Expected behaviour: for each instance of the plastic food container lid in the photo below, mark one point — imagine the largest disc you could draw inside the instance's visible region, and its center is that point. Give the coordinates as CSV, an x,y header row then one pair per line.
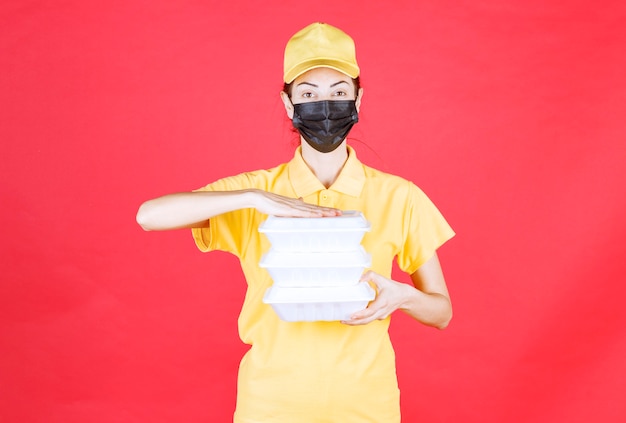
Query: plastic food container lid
x,y
349,220
306,295
337,259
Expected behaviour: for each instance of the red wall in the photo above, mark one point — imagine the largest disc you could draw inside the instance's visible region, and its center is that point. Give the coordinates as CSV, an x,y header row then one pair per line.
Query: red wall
x,y
509,114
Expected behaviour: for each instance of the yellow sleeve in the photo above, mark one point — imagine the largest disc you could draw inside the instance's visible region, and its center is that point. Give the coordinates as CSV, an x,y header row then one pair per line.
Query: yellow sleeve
x,y
230,231
424,231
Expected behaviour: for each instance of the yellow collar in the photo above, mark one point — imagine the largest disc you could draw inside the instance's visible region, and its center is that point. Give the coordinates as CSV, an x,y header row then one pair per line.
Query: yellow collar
x,y
350,181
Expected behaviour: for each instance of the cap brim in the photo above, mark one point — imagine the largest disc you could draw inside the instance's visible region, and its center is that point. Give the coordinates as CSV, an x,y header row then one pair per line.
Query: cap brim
x,y
348,69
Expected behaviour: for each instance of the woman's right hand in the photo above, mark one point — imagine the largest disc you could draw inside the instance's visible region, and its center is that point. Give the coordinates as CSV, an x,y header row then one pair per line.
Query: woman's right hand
x,y
279,205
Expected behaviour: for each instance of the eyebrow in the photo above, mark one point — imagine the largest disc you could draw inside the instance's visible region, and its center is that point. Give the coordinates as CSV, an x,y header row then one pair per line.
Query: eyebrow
x,y
315,86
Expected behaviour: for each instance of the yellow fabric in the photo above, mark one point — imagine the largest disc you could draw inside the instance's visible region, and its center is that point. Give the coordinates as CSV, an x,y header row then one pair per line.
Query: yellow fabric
x,y
322,371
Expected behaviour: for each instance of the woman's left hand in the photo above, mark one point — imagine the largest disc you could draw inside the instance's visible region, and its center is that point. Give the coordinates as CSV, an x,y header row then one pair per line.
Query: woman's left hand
x,y
390,297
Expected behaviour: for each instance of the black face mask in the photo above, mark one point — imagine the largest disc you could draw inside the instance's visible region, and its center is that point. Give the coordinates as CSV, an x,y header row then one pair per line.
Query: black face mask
x,y
325,124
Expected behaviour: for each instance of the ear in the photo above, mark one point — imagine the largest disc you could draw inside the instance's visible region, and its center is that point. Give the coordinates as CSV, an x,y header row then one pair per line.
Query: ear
x,y
359,96
287,103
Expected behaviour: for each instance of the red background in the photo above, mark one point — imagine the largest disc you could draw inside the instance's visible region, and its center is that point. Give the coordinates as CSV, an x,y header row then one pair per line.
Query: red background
x,y
509,114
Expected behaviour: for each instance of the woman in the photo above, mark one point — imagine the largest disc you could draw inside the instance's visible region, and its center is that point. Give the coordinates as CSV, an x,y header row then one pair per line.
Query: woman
x,y
319,371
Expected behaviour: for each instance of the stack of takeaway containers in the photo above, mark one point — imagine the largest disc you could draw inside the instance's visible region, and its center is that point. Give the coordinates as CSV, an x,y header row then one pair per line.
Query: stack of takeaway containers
x,y
316,265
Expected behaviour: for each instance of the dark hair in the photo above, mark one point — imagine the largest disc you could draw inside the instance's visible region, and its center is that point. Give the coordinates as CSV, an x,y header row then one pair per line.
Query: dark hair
x,y
356,81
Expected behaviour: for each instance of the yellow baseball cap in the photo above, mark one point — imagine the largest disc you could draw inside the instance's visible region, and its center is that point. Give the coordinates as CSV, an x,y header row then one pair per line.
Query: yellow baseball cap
x,y
319,45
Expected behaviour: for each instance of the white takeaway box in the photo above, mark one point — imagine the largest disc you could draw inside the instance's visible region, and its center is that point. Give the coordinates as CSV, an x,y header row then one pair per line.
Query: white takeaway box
x,y
334,233
320,303
297,269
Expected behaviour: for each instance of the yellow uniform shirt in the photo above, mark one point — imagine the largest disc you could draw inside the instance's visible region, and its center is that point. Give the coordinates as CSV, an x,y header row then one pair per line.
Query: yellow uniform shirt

Task requirements> Give back the entries verbatim. Do not include any picture.

Response to this task>
Expected behaviour: for each instance of the plastic food container lid in the photo below, mark one point — imagine the largest disc you could draw inside the instance's visible region, and its center is that point. Give the coordinates as CSV, an x,y header row then one pair per line.
Query: plastic food container lid
x,y
349,220
306,295
337,259
Expected behaviour: for each instance of the red wall in the photo above, mark one point — imagine the largest disc you could draw inside the instance's visible region, and its center is that point. Give the coordinates as CSV, an x,y header row then one pair per line.
Query: red wall
x,y
509,114
Expected behaviour: for each instance of the yellow sleeve in the photo above, mark one point — imagine the largest disc you could draw inside the instance's visible region, and its center is that point. Give the coordinates as CSV, an x,y header row then one pair per line.
Query: yellow sleeve
x,y
230,231
424,231
Expected behaviour: for each instance of the yellow collar in the photo above, mark one point — imagine the largest disc you could draw inside the instance's visible region, and its center is that point. Give the coordinates as CSV, an x,y header row then one pair per line.
Query: yellow collar
x,y
350,181
Expected behaviour: for each instance of the cap brim in the photo above, mark one point — imagine the largest disc you could draw inside the instance's visible region, and its center is that point. Give the coordinates as CSV, an x,y header row then one pair per line.
Query: cap brim
x,y
348,69
Expected behaviour: for each instance of the woman's right hand in the photo above, mark one point — imagine the largest disc you could draw inside the instance's visible region, and its center is that point. Give the coordinates as CSV, an x,y header row then one pair per line.
Query: woman's right hand
x,y
279,205
Expected behaviour: for each instance of the eyebrow in the photo above, mark one point — imagine the largest disc you could draw inside the instance's visible region, and its center is that point. Give the coordinates as CSV, an x,y header row then one pair per line.
Query: eyebrow
x,y
315,86
Expected behaviour: for each instance of the yellow fabric in the photo above, mark one point — imagine the largest disc you could draw inside the instance's visible region, and its center is that point. Give the coordinates as CSV, an x,y header row then one pair per line.
Query: yellow fabric
x,y
322,371
Expected behaviour: for each instance of the woman's left hand in the photo above, mark one point — imagine the largest disc you could draw inside the instance's visible region, and its center is that point. Give the coordinates as CSV, an x,y header row then one pair per line.
Query: woman's left hand
x,y
390,297
Expected behaviour: for each instance of the black face mask in the photo above, mark one point — imagine the largest disc you could draw inside the instance's visible region, and its center is that point. Give the coordinates as CSV, an x,y header row then one pair per line.
Query: black face mask
x,y
325,124
Expected behaviour: for each instance of the ear in the photo above, mark one point — imagine the largest disc you could draw inside the instance's visible region, and its center is that point. Give the coordinates as CSV, an x,y header row then one pair per line.
Query: ear
x,y
359,96
287,103
Expected behaviour: for each instance of the red background in the photo above, mark one point — imagine the largest disc you could draw inside the instance's visible region, and its center is that point. Give the coordinates as CSV, an x,y header row then one pair per line.
Query: red background
x,y
509,114
Expected behaviour: for each instance of the woman in the photo above, mark one point — imagine the largest disc you could draw inside the instance's visible region, and its center is that point. Give the coordinates as CSV, an x,y header row then one pair per line.
Query: woman
x,y
319,371
Expected behaviour: for each instance of the stack of takeaway containers in the photo above, mark one point — imagine the largest disc you could draw inside the instance's visible region, and its center is that point. Give the coordinates as CSV, an x,y header row then one pair per line.
Query: stack of takeaway containers
x,y
316,265
Expected behaviour: for each instance of the dark hair in the photo above, mark one point — imagine the largest disc you could draw inside the instance's visible region, and its center is that point. Give the coordinates as CSV, an x,y header row then one pair per line.
Query: dark hair
x,y
356,81
Expected behaviour: for each instance of the yellow baseball cap in the photo above, mark one point — imagine the largest disc you could draw inside the instance's visible region, and its center is that point. Give the coordinates as CSV, an x,y header row then one pair per line.
Query: yellow baseball cap
x,y
319,45
Expected behaviour: for each instance of the white takeaway box in the photo above, mark one point — imagine the largest disc you could draw inside the instance's visible region, and its center is that point. Give the coordinates as CSV, an x,y header row then one pair per line.
Query: white takeaway box
x,y
334,233
320,303
297,269
Expected behaviour: for each instance of the yellow uniform shirt in the photo above, mark one point — imagine the largest disc you could draw inside the instance's visible region, and its center is that point. Give the coordinates as CSV, an x,y header row then one pair per line.
Query: yellow uniform shirt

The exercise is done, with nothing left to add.